So What is a Field Catalyst?
By Joy Burkhard, MBA
The Policy Center for Maternal Mental Health is Named a Field Catalyst by the Bridgespan Group
Late last year, we received an email from the Bridgespan Group, inviting us to participate in their research about field catalysts. I had been following the work of Bridgespan for years, eager to learn as much as I could about collective impact, systems change, and what funders and non-profits were doing together to bring about lasting change in a field.
This March we were delighted when we read one of Bridgespan’s new reports, naming 2020 Mom, now the Policy Center for Maternal Mental Health, as a Field Catalyst. Roughly 100 organizations were interviewed for the research.
So what is a field catalyst?
Bridgespan researchers say field-building catalysts deploy “different capabilities, quietly influencing and augmenting the field’s efforts to achieve population-level change.” Field catalysts are “connecting fragmented players in a given area of work to create an organized industry around an issue or challenge…so that…the field can operate more effectively and efficiently, tease out best practices and improve outcomes.”

===

• EXERCISES TO COMPLETE:
**a.** Can you reproduce the part of the field catalyst piece starting with "By Joy Burkhard, MBA" and going on through "in a field."?
**b.** How would this sentence from the field catalyst piece read in Spanish: "Roughly 100 organizations were interviewed for the research."?
Draw only on the field catalyst piece, not on anything outside it.

===

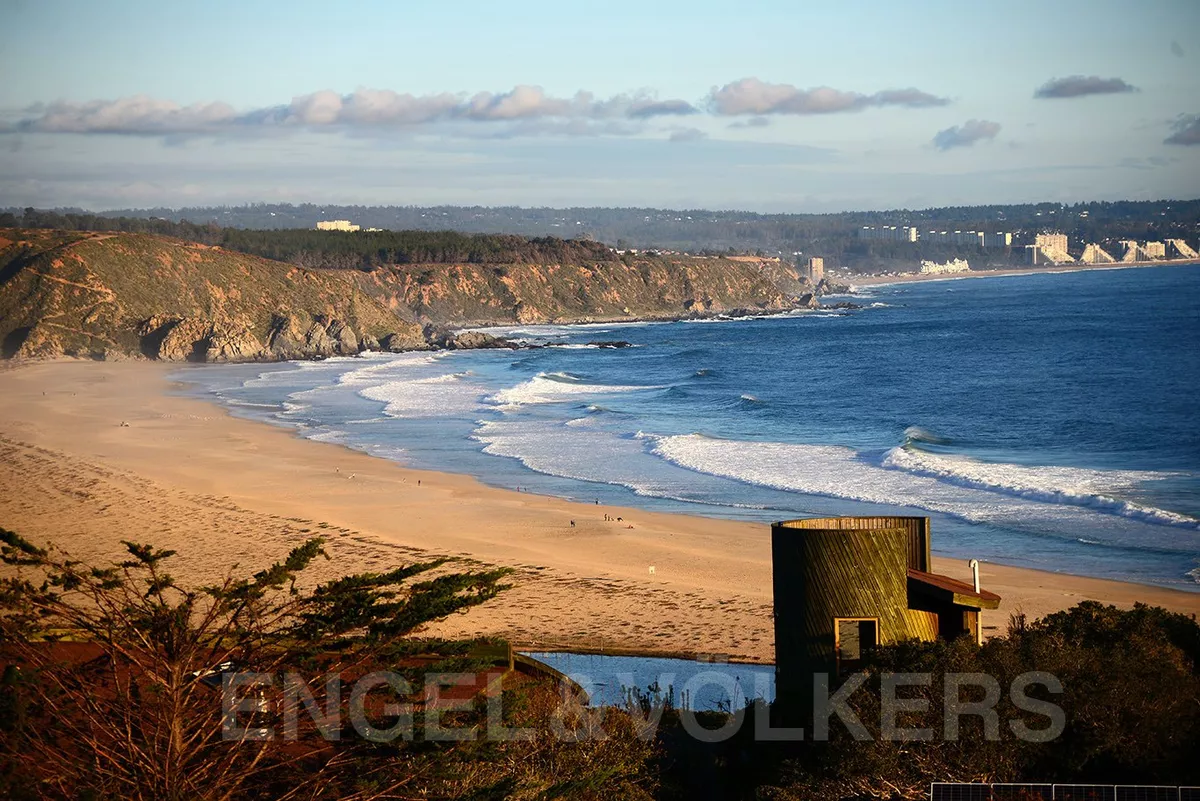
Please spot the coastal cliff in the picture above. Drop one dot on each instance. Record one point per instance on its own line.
(133, 295)
(630, 288)
(144, 296)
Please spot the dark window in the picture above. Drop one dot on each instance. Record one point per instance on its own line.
(856, 638)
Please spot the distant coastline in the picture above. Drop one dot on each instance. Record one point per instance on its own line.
(882, 281)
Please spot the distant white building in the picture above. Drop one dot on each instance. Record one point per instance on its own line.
(336, 226)
(888, 234)
(1049, 248)
(815, 270)
(953, 265)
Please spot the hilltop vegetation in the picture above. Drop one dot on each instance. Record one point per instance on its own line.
(115, 295)
(697, 230)
(108, 295)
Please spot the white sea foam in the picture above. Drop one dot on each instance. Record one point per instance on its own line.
(839, 471)
(426, 397)
(1053, 485)
(594, 456)
(556, 387)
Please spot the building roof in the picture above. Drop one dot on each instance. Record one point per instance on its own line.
(951, 590)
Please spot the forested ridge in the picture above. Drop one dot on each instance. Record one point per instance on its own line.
(337, 250)
(574, 236)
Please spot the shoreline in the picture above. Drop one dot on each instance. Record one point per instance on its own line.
(913, 277)
(95, 452)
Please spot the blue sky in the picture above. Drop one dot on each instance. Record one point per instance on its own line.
(766, 106)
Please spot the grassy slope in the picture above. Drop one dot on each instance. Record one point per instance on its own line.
(90, 291)
(654, 287)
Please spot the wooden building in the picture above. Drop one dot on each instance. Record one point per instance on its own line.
(846, 584)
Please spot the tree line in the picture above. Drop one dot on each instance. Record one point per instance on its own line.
(336, 250)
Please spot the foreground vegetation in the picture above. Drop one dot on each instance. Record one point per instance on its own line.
(139, 716)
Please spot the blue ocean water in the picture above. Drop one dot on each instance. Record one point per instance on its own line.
(1042, 420)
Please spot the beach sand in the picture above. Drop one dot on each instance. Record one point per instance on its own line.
(184, 474)
(911, 277)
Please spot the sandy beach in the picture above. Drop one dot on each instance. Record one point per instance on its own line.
(93, 453)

===

• COMPLETED EXERCISE:
**a.**
By Joy Burkhard, MBA
The Policy Center for Maternal Mental Health is Named a Field Catalyst by the Bridgespan Group
Late last year, we received an email from the Bridgespan Group, inviting us to participate in their research about field catalysts. I had been following the work of Bridgespan for years, eager to learn as much as I could about collective impact, systems change, and what funders and non-profits were doing together to bring about lasting change in a field.

**b.** Se entrevistó a aproximadamente 100 organizaciones para la investigación.